> [GIVEN TEXT]:
════════════════════
From: D Yuniskis on
Hi,

I'm designing a system using lots of COTS hardware.
IME, few of these things are ever designed *thinking*
about their roles in a *system*. Instead, someone
throws together a set of features, wraps some sort of
syntax around them (in/out) and throws it out into
the market. :<

As such, it's often difficult to know, with certainty,
that all of the devices you are attached to are
actually working, working *properly* or even POWERED UP!

<big frown>

Essentially, I have a processor, touch panel (EIA232),
printer (probably parallel), display, barcode scanner
(EIA232), electronic scale (EIA232) and *possibly*
a keyboard (probably *never* see a mouse!).

Each of these things has smarts. And, each was designed
without concern for any of the others *or* the processor
that talks to all of them.

So, it is possible for the touch panel to get "hung"
(i.e., you can't count on getting valid input from
it!). Or, the printer. Or the barcode scanner. Or
the scale. Or...

Much of the user's interaction is designed to have an
incredibly lightweight user interface. I.e., seldom
even *looking* at the display. Also, the individual
components may not be closely colocated (so, you
can't count on the user to *see* that the printer
isn't working, etc.)

The software is set up with a daemon for each device
to (hopefully) detect communication problems, devices
that are powered down or misconfigured, etc. But,
many devices haven't been designed with keep-alive
protocols in mind. And, most don't formally specify
how they behave when you try talking to them
"regularly" (i.e., trying to exploit configuration
commands that IN THEORY shouldn't affect normal
operation -- but end up doing so! :< )

Each "node" is configured independantly of the others.
════════════════════
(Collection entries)
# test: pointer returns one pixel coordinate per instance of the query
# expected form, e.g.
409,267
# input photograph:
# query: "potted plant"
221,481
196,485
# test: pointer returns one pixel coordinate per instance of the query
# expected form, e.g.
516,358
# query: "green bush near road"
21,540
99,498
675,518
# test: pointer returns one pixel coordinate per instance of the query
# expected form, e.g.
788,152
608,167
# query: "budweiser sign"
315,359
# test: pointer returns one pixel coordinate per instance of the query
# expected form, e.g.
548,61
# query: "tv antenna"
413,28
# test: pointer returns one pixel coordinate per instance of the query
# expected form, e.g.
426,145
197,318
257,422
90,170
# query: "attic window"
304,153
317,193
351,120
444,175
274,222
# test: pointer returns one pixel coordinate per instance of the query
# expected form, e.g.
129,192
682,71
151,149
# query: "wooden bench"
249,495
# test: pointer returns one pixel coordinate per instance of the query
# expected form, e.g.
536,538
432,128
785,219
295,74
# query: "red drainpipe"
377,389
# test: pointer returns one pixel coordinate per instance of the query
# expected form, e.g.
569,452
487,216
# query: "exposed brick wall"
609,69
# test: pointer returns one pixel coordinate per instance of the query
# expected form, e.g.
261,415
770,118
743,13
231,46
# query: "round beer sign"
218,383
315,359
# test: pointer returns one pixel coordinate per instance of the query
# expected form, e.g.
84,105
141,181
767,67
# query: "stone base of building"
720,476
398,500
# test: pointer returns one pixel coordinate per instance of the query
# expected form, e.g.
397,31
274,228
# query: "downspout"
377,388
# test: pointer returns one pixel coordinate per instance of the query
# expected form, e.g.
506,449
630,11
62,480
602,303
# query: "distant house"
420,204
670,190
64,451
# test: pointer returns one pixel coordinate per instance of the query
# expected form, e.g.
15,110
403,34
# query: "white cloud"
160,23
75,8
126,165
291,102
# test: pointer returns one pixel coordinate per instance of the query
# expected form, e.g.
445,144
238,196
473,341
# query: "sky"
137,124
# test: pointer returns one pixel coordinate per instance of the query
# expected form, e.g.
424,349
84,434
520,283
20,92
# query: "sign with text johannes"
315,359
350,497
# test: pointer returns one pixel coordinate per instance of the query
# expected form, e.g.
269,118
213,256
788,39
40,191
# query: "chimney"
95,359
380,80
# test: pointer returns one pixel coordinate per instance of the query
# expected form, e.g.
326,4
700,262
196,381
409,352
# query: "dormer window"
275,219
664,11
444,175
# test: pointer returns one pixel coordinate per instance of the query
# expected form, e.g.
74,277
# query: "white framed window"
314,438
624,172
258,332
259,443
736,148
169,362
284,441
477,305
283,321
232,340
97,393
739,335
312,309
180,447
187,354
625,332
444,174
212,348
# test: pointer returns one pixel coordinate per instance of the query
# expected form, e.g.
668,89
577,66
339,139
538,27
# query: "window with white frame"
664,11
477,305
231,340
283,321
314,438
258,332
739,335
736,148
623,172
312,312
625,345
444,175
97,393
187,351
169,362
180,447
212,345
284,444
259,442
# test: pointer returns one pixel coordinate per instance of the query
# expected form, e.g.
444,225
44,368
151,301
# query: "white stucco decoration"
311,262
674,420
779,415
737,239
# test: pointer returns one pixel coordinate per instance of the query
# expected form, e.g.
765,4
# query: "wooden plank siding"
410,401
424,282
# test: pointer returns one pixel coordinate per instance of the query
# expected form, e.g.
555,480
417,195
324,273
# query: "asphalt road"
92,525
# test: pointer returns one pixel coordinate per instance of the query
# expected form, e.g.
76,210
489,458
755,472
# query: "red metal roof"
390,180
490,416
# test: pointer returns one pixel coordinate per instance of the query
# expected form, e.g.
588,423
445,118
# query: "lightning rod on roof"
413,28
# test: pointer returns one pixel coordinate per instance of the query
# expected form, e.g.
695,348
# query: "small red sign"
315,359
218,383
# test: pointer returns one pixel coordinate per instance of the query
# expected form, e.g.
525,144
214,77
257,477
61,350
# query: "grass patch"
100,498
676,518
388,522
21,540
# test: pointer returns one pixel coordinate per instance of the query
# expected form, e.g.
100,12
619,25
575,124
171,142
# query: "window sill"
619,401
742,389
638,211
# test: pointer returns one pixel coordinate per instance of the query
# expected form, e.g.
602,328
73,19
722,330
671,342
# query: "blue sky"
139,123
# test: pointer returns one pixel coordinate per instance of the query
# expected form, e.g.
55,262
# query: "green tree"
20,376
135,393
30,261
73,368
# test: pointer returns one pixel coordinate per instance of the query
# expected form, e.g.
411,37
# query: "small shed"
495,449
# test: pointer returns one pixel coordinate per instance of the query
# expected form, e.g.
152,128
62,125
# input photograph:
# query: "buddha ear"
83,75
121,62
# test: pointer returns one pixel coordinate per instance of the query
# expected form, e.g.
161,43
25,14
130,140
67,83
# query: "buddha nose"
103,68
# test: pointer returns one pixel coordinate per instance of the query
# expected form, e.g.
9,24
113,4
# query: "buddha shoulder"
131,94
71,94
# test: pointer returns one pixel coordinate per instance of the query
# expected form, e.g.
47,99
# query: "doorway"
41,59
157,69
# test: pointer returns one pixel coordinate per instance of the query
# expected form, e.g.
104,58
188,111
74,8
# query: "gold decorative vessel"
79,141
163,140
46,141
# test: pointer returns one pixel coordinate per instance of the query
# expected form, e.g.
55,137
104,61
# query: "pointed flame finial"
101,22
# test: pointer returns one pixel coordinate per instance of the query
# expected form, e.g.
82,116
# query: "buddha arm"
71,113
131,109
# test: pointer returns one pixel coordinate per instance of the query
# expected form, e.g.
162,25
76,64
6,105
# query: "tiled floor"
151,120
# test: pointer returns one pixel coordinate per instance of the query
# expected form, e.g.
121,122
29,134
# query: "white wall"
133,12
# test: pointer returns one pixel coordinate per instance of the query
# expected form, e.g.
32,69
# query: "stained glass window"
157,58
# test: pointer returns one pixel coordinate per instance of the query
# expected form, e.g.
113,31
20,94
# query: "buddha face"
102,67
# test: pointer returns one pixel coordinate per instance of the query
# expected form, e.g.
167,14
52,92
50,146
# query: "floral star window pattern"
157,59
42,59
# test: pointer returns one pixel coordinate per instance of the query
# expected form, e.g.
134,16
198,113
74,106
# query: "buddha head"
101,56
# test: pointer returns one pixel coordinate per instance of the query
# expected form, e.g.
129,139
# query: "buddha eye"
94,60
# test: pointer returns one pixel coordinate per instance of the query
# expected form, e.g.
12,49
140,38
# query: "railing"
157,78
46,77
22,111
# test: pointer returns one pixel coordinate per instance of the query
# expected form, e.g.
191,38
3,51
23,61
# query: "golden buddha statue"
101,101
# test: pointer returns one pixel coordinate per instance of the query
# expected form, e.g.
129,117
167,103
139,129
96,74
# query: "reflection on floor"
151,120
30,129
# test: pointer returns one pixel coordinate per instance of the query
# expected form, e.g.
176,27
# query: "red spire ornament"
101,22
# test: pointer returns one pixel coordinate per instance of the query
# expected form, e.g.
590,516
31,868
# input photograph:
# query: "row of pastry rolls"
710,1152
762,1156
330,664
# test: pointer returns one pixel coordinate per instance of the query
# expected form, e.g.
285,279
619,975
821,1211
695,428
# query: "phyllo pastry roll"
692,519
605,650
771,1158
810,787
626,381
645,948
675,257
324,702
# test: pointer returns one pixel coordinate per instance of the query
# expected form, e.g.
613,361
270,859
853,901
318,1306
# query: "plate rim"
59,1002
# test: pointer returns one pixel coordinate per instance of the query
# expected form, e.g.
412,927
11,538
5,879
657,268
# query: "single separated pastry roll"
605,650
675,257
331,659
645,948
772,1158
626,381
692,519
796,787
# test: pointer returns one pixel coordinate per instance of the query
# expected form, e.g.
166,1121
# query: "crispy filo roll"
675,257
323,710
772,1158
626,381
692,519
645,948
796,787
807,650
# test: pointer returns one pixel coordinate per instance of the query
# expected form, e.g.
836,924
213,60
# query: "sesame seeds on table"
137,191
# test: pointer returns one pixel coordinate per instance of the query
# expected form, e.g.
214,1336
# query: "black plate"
════════════════════
> [TASK LIST]:
- A) Find each line of the listing that contains the word "wooden", and copy those lines out.
- B) Go on with the forum post on COTS hardware from its final sentence.
The forum post on COTS hardware and the listing are unrelated pieces of material.

> [THE REPLIES]:
- A)
# query: "wooden bench"
# query: "wooden plank siding"

- B)
E.g., one might have a barcode scanner but no printer;
another might have a printer but no touch screen; another
might have a scale but no *display*! Managing the
configuration isn't a problem. *But*, the variations
mean that you can't rely on any particular device
being present at *each* node (except the processor).
I.e., you can't just flash messages on a screen;
or tell someone to type "REBOOT", etc.

There are only about 30 of these at each location. But,
there won't be any MTS around to support them. So, if
something doesn't *seem* to be working correctly, I need
a simple protocol for (nontechnical) users to get things
back to a known/running condition.

It *seems* like the only realistic AND INTUITIVE protocol
for "recovery" is to sequence power to the devices in
question. Ideally, to *every* device at a node -- though
remembering to do so may be a problem (so I need to deal
with the possibility that some devices might get reset while
others aren't).

And, of course, the software has to take measures to
protect pending transactions as this sort of "problem"
can come up at any time.

What problems am I failing to foresee? Are there any
other (practical) ways of doing this?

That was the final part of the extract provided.